| TASK TO COMPLETE |
Whenever a line in the data contains "sticker", show that line.

Photo-based referring expression data
--------------------------------------------------

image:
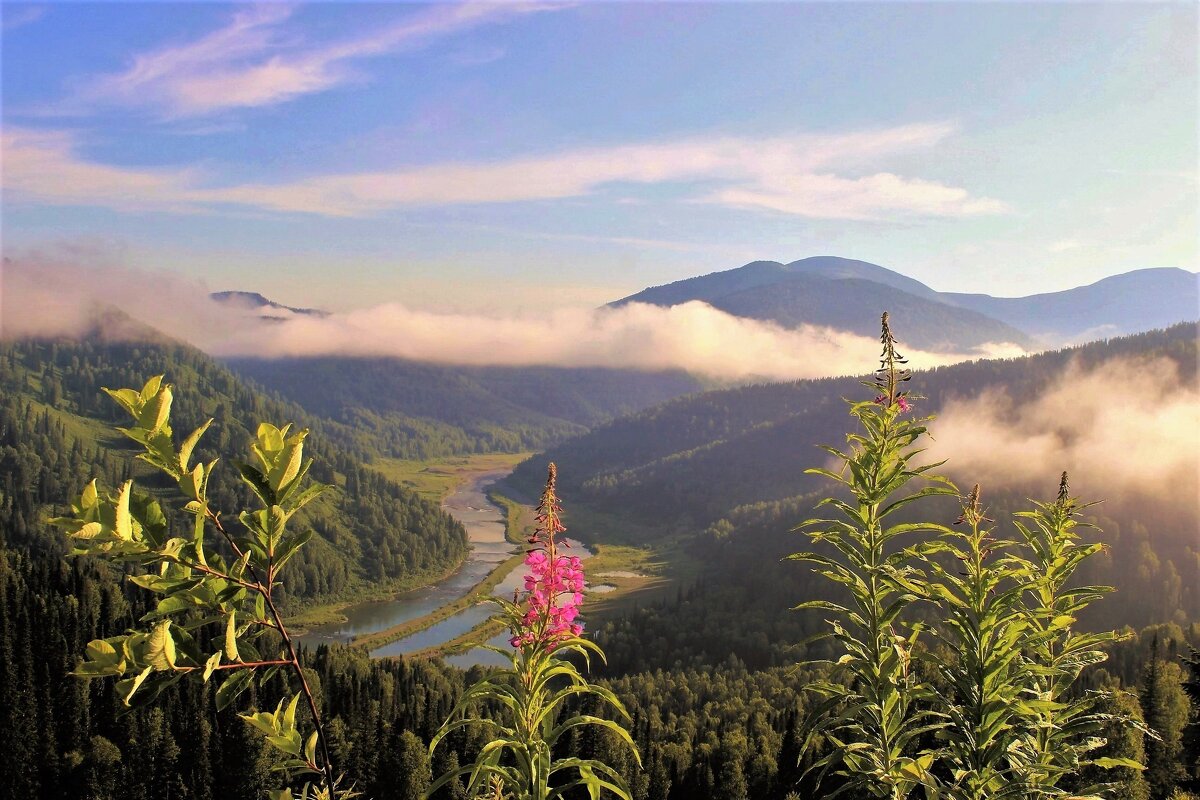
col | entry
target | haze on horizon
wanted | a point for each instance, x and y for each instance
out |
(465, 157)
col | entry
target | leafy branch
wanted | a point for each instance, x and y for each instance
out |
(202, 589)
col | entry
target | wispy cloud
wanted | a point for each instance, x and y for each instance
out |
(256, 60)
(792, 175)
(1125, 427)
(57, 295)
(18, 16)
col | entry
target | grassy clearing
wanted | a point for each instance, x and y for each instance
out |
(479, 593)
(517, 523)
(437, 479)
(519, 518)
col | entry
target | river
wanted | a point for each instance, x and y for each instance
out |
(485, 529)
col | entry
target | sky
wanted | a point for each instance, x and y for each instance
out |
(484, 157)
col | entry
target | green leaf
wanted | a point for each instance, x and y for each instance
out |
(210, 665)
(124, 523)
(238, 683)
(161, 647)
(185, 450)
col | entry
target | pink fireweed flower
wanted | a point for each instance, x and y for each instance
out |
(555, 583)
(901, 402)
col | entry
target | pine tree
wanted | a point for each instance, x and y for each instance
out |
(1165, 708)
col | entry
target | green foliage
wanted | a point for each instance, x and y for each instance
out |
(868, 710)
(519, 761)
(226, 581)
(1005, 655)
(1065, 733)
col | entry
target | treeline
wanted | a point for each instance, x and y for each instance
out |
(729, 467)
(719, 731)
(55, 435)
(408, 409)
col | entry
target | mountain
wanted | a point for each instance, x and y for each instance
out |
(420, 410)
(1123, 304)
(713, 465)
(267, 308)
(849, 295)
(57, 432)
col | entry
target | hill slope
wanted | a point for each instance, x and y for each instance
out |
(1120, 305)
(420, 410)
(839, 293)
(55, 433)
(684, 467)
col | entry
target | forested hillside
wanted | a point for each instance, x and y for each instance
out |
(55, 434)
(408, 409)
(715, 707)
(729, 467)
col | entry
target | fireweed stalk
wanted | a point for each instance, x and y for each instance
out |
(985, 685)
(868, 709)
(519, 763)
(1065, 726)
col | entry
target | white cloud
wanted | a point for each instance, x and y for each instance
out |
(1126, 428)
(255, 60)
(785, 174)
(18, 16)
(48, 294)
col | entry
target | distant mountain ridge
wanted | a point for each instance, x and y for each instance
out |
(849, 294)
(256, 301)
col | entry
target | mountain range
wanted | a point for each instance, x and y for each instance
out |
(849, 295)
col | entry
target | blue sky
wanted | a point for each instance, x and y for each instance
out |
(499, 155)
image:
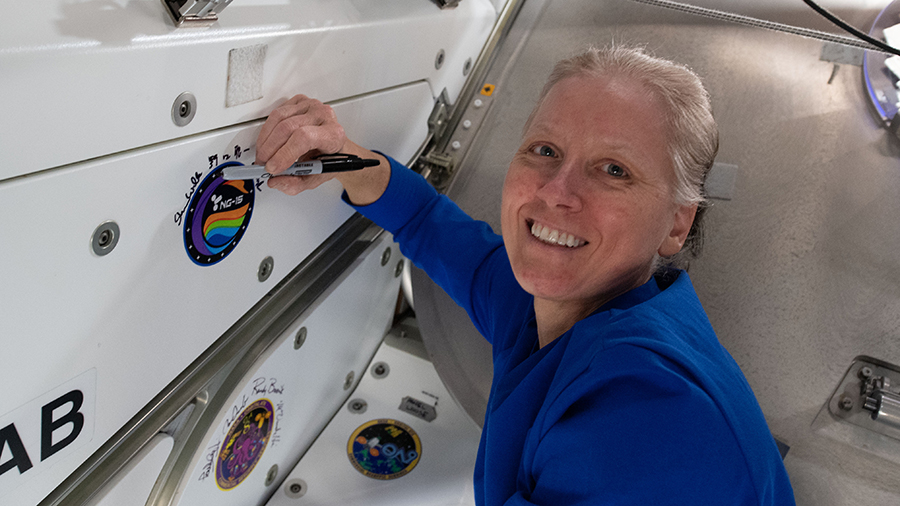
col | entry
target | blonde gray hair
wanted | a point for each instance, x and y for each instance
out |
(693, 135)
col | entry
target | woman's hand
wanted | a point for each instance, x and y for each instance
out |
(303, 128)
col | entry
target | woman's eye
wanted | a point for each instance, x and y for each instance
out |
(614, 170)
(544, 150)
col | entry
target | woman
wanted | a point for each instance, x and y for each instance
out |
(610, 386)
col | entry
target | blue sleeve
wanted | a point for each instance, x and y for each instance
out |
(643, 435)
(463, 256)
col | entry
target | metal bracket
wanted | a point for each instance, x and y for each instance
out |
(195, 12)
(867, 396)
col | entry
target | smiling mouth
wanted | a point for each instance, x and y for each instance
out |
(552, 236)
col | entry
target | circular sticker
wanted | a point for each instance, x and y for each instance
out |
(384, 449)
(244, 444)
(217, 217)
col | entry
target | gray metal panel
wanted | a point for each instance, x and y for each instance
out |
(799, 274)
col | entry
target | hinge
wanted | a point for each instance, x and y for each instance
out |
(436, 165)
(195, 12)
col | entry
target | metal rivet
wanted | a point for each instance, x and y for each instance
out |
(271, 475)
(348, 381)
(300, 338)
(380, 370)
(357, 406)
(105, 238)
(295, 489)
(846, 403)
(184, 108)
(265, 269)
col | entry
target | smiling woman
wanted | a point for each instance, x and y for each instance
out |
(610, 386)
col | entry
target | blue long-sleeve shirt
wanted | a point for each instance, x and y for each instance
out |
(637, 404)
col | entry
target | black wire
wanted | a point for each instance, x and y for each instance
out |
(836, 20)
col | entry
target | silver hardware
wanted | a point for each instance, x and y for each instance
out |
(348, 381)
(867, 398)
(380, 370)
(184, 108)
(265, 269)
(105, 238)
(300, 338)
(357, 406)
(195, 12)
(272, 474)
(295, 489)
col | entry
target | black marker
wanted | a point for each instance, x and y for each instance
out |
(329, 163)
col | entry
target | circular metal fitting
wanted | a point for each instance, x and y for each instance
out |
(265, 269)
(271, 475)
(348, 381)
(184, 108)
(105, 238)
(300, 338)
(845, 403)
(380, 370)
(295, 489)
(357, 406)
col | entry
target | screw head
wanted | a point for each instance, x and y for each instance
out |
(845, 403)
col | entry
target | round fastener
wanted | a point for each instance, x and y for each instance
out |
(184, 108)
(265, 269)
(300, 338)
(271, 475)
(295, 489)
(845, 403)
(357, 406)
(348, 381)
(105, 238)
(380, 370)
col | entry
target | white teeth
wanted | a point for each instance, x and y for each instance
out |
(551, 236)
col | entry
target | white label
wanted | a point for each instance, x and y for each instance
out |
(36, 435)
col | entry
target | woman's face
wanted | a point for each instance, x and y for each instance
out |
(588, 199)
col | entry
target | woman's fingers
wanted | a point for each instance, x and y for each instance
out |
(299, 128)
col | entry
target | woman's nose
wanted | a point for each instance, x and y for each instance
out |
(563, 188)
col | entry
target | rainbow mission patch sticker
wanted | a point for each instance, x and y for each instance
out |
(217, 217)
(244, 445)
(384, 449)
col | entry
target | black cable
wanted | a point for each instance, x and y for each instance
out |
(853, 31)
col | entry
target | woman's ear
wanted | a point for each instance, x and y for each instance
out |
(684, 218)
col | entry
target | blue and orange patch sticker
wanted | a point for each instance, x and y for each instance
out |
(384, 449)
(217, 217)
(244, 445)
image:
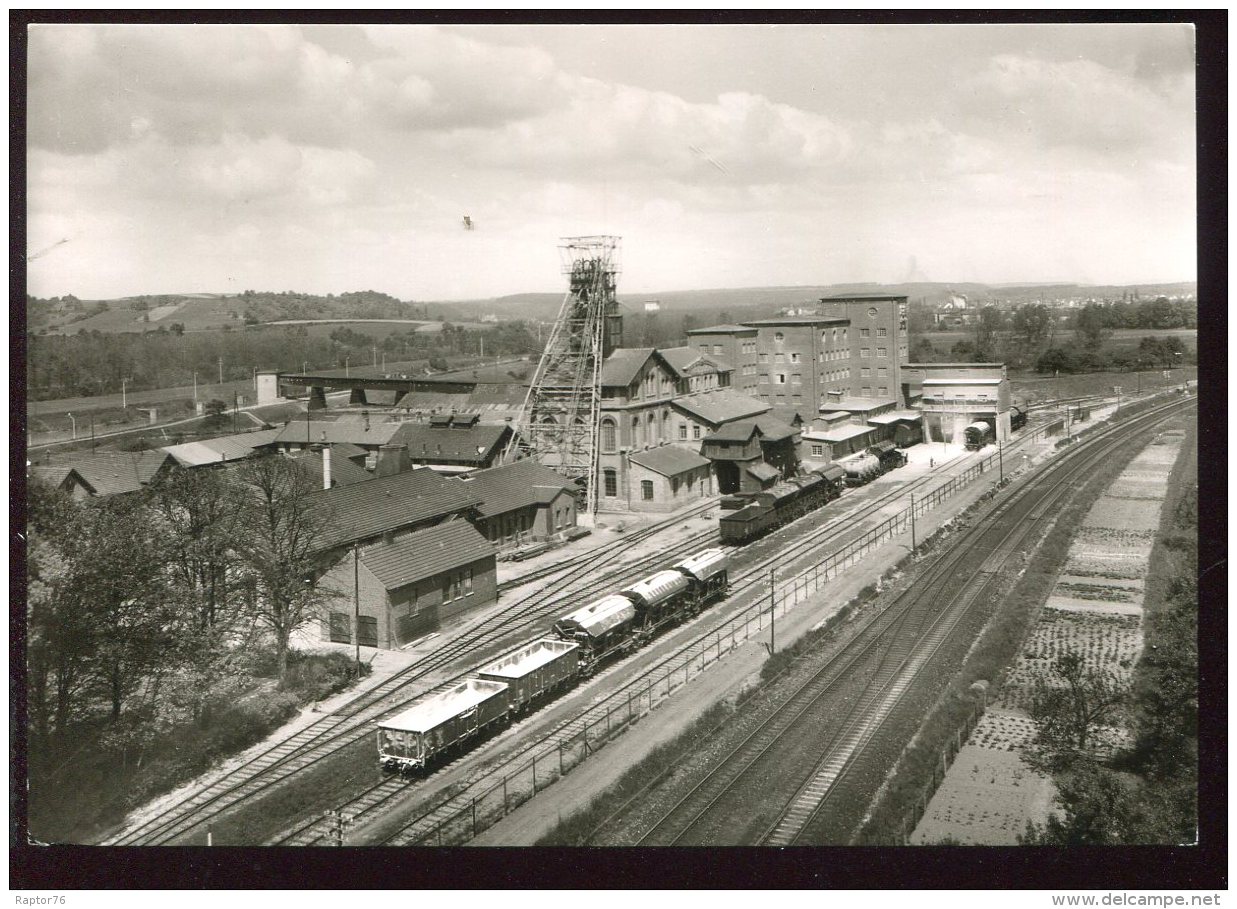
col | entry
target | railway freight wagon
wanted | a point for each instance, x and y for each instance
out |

--------------------------------------------------

| YOUR SOLUTION |
target | circular sticker
target | rainbow mission patch sticker
target | blue and orange patch sticker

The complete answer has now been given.